Data extracted from a collection:
--- START ---
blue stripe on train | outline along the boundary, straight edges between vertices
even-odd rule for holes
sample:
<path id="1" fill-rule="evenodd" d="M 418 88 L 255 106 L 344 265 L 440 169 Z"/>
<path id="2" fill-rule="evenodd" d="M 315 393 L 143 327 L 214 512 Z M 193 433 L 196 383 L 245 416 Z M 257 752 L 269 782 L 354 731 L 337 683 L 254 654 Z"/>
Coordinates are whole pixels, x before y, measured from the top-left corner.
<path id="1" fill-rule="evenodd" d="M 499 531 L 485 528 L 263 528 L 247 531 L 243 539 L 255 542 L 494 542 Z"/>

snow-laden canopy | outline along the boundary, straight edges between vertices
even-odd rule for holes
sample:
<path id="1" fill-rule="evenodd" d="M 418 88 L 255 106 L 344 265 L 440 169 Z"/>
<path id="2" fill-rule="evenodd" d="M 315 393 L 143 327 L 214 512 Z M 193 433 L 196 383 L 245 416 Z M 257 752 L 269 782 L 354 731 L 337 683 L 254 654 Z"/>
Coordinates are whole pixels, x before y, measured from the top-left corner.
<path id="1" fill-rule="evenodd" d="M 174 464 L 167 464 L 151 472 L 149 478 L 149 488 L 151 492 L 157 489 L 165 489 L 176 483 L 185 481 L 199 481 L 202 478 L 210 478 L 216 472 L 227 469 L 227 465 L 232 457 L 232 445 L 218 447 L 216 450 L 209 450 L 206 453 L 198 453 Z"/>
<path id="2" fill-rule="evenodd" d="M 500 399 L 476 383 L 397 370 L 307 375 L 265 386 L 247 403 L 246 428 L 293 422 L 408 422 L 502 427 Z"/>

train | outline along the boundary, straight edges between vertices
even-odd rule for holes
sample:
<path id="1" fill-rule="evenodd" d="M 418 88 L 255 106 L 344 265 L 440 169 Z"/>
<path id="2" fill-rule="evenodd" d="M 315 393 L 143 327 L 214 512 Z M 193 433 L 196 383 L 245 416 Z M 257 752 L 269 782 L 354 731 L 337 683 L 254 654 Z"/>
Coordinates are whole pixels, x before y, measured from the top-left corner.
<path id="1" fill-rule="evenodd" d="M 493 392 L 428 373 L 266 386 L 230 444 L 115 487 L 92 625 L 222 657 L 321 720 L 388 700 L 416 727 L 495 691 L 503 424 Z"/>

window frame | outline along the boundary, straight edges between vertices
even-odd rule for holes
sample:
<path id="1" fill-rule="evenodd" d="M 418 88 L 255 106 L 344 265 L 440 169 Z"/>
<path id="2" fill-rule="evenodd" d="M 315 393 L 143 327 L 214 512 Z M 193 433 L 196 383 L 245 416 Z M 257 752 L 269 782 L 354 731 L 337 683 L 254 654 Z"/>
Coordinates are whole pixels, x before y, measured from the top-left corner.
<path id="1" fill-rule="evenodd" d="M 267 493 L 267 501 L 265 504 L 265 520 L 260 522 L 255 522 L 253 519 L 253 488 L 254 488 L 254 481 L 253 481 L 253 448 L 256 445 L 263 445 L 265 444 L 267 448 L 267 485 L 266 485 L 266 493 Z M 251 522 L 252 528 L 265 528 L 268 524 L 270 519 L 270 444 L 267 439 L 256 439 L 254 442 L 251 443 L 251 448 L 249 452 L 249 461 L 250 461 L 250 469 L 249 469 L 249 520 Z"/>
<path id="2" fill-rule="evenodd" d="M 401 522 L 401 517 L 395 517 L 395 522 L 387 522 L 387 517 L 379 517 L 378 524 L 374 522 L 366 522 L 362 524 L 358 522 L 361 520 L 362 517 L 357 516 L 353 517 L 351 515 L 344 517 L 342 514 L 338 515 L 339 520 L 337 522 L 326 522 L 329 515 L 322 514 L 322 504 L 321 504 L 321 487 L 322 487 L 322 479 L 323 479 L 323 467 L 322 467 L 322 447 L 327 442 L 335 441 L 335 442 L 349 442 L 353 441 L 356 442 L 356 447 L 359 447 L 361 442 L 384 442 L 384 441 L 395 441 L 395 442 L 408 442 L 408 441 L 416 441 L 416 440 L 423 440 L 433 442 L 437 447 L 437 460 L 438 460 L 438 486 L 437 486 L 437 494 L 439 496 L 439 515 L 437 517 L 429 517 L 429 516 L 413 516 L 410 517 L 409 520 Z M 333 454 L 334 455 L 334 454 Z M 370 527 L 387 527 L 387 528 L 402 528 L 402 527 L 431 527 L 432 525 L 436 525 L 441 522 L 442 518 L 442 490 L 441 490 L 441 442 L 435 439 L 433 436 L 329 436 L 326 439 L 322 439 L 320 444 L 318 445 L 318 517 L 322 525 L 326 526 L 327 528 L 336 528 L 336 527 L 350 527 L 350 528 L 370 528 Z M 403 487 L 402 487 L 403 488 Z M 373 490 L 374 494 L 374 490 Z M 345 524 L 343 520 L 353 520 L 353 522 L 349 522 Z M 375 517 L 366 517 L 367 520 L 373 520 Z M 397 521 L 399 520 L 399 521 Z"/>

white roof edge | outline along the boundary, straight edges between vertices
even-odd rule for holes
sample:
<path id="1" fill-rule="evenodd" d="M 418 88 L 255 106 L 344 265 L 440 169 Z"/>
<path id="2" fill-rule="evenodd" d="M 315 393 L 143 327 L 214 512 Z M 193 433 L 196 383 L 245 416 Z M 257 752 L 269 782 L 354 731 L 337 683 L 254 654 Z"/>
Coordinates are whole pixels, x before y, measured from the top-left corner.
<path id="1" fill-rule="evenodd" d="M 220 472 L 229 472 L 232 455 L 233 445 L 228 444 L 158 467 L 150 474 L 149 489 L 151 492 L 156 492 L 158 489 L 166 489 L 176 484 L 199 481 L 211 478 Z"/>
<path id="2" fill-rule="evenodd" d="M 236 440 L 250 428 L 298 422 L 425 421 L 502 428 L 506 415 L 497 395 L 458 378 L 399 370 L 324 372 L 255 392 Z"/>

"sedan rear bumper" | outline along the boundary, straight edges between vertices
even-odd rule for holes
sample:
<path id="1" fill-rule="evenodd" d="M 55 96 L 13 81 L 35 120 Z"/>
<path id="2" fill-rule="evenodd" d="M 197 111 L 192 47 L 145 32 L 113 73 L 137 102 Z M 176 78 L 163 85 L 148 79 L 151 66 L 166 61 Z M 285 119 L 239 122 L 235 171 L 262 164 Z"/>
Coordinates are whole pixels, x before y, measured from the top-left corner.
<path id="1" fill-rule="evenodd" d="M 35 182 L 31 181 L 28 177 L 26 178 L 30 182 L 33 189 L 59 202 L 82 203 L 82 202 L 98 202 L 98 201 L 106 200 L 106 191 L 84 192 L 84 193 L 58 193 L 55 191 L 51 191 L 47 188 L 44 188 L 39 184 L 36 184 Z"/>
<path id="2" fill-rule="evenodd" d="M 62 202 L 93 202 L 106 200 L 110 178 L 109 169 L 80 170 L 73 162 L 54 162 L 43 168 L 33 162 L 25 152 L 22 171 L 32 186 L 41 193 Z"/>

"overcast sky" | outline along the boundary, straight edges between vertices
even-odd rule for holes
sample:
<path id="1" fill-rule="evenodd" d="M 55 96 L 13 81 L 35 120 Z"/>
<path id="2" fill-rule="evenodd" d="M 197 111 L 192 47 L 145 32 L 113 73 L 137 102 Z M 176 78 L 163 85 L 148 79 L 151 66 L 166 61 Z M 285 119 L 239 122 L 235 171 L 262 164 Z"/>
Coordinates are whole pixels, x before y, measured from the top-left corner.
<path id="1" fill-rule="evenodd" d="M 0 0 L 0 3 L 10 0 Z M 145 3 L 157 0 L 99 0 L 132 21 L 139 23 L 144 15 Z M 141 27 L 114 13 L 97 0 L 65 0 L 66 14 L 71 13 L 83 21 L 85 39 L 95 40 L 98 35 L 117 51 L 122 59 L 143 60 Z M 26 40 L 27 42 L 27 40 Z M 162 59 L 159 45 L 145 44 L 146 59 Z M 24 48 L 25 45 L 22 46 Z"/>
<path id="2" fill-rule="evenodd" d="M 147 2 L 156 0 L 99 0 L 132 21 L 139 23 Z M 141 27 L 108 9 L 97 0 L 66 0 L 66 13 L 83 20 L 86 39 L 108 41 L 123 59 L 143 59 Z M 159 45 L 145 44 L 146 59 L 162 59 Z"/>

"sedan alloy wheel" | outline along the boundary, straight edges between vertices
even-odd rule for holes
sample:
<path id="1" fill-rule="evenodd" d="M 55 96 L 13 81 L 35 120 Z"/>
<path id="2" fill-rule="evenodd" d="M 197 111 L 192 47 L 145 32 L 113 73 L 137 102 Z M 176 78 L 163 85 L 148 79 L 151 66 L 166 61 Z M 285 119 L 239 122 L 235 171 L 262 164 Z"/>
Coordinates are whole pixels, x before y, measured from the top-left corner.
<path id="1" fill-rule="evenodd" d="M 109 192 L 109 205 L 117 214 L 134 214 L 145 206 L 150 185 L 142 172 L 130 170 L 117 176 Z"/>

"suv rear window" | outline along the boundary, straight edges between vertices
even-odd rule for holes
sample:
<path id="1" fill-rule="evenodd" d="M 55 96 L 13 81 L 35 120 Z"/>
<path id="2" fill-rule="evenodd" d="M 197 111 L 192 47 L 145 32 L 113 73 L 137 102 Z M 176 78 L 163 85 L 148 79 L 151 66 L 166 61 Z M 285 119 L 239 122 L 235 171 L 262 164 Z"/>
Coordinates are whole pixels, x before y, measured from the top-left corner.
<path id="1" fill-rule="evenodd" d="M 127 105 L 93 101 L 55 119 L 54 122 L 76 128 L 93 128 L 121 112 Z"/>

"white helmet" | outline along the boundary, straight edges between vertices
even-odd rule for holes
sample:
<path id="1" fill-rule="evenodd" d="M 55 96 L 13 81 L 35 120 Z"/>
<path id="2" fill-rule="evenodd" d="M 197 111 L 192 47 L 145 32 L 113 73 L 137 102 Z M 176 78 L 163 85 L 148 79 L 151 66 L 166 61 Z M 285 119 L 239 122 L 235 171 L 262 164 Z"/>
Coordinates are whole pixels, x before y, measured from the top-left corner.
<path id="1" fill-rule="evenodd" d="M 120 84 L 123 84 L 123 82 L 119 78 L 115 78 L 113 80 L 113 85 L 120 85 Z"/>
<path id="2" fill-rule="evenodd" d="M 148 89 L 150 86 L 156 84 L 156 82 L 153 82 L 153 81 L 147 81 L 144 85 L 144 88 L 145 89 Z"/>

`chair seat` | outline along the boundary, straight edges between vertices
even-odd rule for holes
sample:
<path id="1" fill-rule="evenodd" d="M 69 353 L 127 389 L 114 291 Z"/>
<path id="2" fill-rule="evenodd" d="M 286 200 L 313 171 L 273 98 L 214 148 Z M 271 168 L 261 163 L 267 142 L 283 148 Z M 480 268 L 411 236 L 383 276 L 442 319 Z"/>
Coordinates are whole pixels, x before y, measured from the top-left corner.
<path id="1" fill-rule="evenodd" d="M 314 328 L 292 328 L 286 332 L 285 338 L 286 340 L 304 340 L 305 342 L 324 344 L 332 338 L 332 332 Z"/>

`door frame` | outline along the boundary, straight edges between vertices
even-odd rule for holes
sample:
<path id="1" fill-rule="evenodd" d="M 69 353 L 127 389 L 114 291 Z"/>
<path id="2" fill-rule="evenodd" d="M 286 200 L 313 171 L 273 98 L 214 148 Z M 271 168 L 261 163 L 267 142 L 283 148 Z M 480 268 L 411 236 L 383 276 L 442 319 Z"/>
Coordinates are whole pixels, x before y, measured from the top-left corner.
--- END ---
● **Problem statement**
Look over the records. Copy the lines that include the word "sedan".

● **Written answer**
"sedan rear bumper" | outline along the boundary, straight edges between vertices
"sedan alloy wheel" | outline along the boundary, straight edges between vertices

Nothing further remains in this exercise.